● Quoted text

# help



## creeperguardian (Aug 22, 2011)

is there any where online or off i can get fake corn stalks and are they cheap


----------



## AthenaHM (Oct 27, 2011)

I would try craft stores around August-September. Are you looking for stalks or husks, or both? Try here: http://www.amazon.com/JTT-0595511-C...1_fkmr0_1?ie=UTF8&qid=1338751671&sr=8-1-fkmr0


----------



## Spooky D (Feb 22, 2012)

http://www.youtube.com/watch?v=AXKmwGGcUcA&feature=g-user-u
Here is a great tutorial on making your own if you wanted to go that route. This is probably the only way to get them cheap.


----------



## cheou812 (Jul 9, 2011)

I bought some last year at either Home Depot or Lowes around Sept or Oct time frame. They were a good 6-8 feet tall, and about the $10-$15 range.


----------



## RCIAG (Jul 19, 2010)

Is there a reason you don't want to use real ones? I'd imagine there's plenty of farmers that would be willing to let you have a few real stalks for free (or a minimal fee) around the holiday.


----------



## Demon Dog (Feb 26, 2009)

How to make your own corn stalks, courtesy of Allen H: http://www.hauntforum.com/showthread.php?t=30563&highlight=corn+stalks

But we buy bundles of real corn stalks from the local farmers market, with Home Depot as the closer, more expensive, option if we need just a few more.

● What to do
(A) Answer these questions from the corn stalk thread:
(i) How tall were the stalks cheou812 bought at Home Depot or Lowes?
(ii) Where does Demon Dog's household buy bundles of real corn stalks?
(iii) In which months does AthenaHM suggest trying craft stores?
(B) Carry on the corn stalk thread from the end of its final post.
The lines that follow play no part in these tasks.

● Records supplied
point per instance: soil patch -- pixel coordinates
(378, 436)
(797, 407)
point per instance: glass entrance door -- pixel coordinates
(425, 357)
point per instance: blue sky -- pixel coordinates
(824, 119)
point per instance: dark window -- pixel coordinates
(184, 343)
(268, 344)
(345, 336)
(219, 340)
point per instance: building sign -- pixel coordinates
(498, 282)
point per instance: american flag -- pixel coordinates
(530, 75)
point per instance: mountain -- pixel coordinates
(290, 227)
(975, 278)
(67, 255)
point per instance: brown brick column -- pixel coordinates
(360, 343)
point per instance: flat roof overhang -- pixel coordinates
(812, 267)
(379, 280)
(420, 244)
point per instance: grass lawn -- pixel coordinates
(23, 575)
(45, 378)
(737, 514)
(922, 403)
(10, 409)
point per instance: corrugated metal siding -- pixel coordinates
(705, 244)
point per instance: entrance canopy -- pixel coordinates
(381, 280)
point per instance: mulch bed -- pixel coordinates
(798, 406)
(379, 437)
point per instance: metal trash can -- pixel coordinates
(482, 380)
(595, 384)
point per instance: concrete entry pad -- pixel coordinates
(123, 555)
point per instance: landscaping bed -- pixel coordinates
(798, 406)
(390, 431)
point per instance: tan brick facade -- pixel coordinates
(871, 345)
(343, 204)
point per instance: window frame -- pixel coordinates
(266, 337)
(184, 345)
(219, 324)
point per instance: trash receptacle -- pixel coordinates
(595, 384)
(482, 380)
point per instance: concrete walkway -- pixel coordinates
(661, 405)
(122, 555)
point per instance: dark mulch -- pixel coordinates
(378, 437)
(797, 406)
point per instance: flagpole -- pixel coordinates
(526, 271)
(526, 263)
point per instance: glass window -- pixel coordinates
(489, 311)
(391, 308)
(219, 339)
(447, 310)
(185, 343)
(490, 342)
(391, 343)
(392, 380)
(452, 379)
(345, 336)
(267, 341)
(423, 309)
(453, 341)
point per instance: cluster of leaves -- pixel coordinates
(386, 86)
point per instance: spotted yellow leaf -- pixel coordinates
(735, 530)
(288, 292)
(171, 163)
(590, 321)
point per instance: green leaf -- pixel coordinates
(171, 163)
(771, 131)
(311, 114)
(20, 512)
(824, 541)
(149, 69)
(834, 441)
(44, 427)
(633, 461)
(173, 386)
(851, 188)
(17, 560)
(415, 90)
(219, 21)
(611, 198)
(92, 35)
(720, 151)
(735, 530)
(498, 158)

● Answers below
(A)
(i) A good 6-8 feet tall.
(ii) From the local farmers market.
(iii) Around August-September.

(B)
For outside display I made a couple black painted 1/2-inch PVC pipe "handrails" anchored to the ground via rebar and tie the stalks to that with jute twine for a "rows of corn" look behind my scarecrow. Then I also have a few single vertical straw color painted PVC pipes mounted on rebar about which I tie bundles of corn stalks for that old style harvested corn look to the sides of the scarecrow. Keeps everything from blowing around.


----------



## LadySherry (Oct 4, 2011)

The corn stalks from Allen are very easy to make and cheap. You might want to try it before August. If you don't like it you can always buy them.
Just a thought.


----------



## Trex (Nov 6, 2010)

We needed some for our display last year so we went to a local farmer; they told us "take as much as you want as long as you cut them and haul them out yourselves" I think we took about 80-100 stalks I would guess??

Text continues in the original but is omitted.